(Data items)
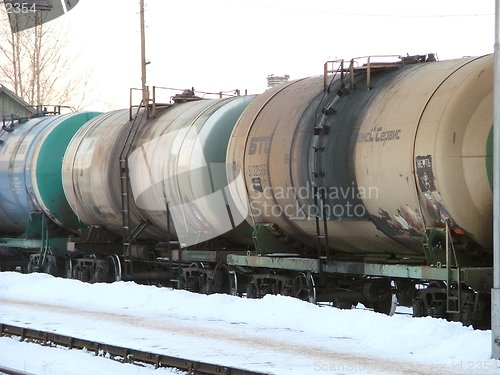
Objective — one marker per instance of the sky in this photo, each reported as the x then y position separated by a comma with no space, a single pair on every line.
276,334
235,44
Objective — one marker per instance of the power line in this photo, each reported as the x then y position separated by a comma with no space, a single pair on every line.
360,14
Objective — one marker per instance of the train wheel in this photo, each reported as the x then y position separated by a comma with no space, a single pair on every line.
116,267
387,305
251,291
304,288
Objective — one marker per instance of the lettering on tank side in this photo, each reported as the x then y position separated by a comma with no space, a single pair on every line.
378,134
425,174
259,145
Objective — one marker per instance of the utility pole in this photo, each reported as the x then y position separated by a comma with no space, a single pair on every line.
145,93
495,292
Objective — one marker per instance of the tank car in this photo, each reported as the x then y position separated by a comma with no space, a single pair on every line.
387,168
31,154
367,184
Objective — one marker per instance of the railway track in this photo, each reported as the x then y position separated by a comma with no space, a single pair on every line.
117,353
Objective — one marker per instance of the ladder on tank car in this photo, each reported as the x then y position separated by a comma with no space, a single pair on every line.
129,234
320,132
148,107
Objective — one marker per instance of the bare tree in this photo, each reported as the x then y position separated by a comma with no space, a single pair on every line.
38,66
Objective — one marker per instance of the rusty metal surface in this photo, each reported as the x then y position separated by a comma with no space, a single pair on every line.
451,151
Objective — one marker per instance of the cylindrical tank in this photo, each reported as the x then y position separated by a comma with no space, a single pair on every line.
433,168
178,159
30,171
180,162
364,153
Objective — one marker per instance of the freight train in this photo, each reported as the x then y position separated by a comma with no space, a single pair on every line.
369,183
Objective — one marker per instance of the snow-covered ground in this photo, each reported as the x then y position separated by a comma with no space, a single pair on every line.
276,334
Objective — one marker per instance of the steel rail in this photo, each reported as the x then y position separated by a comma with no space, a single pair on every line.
118,353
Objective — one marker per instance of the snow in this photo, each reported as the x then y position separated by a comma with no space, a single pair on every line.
275,334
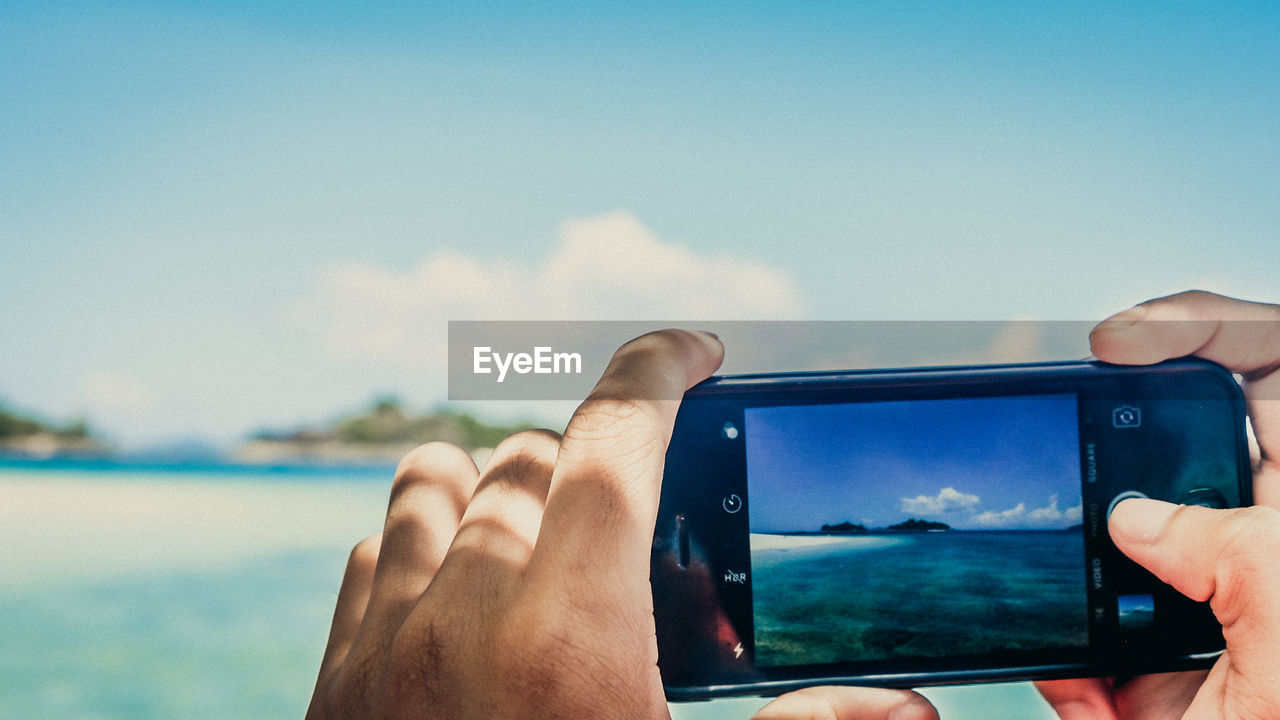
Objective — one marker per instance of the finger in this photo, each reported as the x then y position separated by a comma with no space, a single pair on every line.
1079,698
352,600
849,703
603,499
432,488
1224,556
1239,335
499,527
1244,337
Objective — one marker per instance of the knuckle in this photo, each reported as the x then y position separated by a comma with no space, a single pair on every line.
1251,533
528,449
1248,541
608,415
364,556
430,464
656,341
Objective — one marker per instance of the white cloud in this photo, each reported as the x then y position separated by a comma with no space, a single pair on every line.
1047,516
949,500
110,393
992,519
604,268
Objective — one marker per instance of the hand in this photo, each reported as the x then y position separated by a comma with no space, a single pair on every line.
1229,557
522,591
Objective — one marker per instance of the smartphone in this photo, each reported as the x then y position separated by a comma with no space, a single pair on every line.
933,525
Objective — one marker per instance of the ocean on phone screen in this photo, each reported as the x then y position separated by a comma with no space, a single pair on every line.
830,598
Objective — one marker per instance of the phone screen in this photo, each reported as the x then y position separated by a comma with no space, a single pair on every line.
913,527
920,528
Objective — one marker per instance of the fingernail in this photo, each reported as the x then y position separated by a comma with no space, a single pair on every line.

> _Task details_: Include both ends. Return the line holding "Objective — one marker per instance of the white" and all lines after it in the records above, exactly as written.

> _Task result_:
Objective — one marker per instance of the white cloud in this photo, each reported as the x then y position separated by a comma with no space, a single pair on every line.
1047,516
949,500
110,393
992,519
604,268
Objective — one marker per instance of the hand in this photo, each reported as the x then y position separated by a comma with no space, a single pair on every line.
1229,557
522,591
Objective — one marker per instance of the smartphone in this photo, each reported as the x then y position separated by a comma with no space, a single pair on every line.
933,525
Objective — one marker per instance of the ocean on phone screen in this photo, each reported as the x then y position separated by a comma with no space, a single pair on every line.
830,598
Objective — one marker per instance of the phone screen in this photo, each reported as the x then y position separated by a comma with no space, a single pair on every line.
913,527
920,528
Objective — one marker per instance of the fingernail in this photo, each reported as the x then y position separated by a comma with no space, a single pair on every line.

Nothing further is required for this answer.